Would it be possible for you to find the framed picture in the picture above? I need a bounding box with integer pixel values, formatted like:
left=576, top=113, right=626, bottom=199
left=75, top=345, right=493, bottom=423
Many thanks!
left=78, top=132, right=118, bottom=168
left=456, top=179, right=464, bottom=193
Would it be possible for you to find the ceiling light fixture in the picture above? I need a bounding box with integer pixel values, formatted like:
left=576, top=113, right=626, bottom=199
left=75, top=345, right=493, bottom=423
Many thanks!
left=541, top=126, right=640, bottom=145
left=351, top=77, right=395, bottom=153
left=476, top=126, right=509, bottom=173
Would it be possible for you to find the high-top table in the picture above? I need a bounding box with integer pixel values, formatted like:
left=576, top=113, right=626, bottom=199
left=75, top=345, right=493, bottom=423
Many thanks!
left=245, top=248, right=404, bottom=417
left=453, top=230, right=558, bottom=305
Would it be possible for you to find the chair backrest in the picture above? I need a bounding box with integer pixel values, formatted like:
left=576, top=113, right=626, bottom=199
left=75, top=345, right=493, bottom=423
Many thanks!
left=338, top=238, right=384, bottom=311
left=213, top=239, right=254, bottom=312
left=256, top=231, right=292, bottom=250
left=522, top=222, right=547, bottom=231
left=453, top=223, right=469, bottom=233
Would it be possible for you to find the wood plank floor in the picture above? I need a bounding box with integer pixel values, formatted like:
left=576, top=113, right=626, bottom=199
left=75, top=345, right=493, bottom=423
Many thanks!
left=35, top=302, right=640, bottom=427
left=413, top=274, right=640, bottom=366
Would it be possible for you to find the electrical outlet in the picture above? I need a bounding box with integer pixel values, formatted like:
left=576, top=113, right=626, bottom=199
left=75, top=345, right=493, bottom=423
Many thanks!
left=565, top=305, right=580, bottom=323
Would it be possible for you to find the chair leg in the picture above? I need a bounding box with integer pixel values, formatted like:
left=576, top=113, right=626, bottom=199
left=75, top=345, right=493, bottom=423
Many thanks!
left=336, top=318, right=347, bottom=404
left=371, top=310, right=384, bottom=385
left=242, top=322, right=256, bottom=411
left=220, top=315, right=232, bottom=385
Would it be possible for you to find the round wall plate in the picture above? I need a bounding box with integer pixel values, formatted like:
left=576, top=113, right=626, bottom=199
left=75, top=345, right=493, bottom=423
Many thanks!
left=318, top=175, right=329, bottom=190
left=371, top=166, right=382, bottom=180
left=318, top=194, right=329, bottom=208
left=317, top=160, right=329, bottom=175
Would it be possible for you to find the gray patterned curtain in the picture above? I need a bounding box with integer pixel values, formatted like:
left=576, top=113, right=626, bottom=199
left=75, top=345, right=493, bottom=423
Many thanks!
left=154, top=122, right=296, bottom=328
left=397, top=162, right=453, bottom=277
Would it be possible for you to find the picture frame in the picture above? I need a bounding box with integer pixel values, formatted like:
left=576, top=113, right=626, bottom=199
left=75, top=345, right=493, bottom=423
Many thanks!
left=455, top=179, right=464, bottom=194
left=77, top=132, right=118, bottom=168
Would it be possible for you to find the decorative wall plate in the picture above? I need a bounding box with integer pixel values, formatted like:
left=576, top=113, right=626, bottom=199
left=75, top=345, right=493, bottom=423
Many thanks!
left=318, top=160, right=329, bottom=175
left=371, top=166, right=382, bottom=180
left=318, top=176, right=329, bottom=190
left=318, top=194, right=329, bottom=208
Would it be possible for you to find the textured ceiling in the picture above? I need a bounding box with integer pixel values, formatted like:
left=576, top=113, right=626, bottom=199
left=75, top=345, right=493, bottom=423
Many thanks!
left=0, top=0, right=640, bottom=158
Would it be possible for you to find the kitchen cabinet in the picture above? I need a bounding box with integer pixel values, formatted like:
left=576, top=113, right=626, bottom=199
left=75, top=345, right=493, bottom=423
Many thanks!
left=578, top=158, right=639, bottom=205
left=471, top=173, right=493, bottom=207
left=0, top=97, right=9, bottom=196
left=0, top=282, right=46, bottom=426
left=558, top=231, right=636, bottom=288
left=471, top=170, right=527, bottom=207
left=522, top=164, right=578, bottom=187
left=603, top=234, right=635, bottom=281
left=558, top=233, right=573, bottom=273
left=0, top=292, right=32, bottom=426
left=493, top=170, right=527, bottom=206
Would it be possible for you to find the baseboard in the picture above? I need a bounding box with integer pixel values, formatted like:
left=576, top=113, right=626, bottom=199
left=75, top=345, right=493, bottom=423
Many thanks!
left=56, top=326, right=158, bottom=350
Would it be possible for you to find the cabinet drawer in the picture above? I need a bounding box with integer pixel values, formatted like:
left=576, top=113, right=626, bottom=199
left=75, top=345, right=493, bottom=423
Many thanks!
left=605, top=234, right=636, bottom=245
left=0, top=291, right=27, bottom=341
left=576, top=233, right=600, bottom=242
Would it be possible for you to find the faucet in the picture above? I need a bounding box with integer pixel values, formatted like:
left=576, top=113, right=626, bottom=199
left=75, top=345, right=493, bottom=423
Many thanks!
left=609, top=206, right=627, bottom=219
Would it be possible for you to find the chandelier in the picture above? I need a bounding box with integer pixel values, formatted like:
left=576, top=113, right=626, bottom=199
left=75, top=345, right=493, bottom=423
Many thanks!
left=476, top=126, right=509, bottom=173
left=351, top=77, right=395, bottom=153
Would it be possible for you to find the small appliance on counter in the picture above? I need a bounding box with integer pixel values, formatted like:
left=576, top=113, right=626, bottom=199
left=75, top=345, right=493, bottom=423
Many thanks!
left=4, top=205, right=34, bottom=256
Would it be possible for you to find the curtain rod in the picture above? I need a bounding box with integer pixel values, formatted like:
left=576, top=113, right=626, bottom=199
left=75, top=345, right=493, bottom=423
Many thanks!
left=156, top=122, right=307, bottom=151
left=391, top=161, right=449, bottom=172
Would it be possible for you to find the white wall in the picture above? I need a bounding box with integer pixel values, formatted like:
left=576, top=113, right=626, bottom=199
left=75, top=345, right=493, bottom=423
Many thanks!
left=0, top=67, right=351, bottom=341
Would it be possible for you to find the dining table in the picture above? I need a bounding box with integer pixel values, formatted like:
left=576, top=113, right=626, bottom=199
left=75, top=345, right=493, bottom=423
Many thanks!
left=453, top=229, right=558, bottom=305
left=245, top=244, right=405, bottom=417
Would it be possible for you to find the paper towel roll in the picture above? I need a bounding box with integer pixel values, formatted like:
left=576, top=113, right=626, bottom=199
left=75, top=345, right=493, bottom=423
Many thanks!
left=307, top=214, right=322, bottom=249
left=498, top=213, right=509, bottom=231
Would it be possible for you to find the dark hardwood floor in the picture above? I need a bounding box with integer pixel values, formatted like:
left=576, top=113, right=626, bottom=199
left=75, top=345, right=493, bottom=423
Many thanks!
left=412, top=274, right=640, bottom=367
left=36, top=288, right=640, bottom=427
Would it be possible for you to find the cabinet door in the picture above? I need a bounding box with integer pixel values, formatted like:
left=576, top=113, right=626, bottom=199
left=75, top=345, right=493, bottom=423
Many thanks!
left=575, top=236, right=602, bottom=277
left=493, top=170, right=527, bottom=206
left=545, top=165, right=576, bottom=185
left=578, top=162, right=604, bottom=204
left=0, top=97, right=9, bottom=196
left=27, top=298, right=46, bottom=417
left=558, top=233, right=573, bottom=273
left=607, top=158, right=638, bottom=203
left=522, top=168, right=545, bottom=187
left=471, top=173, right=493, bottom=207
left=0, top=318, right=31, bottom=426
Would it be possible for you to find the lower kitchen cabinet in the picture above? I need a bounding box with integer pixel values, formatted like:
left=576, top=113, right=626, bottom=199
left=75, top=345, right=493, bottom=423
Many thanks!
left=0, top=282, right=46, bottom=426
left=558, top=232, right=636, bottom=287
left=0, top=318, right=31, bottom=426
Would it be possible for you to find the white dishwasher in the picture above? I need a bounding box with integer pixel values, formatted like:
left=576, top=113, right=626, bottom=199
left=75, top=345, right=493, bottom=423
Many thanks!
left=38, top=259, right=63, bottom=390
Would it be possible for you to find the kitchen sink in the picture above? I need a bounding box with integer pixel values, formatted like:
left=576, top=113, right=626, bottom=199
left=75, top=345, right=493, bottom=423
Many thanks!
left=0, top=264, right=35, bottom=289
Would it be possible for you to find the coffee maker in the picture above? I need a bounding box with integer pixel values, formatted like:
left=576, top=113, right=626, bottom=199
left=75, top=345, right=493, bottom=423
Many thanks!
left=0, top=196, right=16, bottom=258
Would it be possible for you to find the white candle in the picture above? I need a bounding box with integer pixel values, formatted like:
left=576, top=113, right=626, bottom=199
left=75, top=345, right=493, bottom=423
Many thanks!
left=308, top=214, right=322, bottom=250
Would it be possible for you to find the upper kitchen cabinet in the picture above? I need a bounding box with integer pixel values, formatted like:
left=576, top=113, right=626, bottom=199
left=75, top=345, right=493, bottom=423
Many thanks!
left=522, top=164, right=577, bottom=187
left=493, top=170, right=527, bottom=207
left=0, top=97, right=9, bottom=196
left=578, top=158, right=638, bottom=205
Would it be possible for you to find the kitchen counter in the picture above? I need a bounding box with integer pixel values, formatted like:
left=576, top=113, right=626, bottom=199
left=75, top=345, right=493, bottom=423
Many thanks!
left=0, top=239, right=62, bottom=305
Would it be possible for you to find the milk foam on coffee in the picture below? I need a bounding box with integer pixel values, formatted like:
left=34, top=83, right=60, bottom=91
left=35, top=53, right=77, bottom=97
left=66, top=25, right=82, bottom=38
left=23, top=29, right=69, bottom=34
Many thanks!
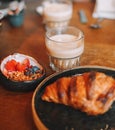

|---|

> _GOAL OF THE EXERCISE_: Copy out the material above verbatim, from the line containing "Would it be possible for you to find the cabinet drawer" through the line containing "left=576, top=233, right=600, bottom=242", including both of those lines.

> _PROBLEM SOLUTION_:
Would it be possible for you to find the cabinet drawer in the picture above? I need a bounding box with integer pixel values, formatted like:
left=576, top=113, right=626, bottom=199
left=75, top=345, right=493, bottom=423
Many thanks!
left=605, top=234, right=636, bottom=245
left=0, top=291, right=27, bottom=341
left=576, top=233, right=600, bottom=242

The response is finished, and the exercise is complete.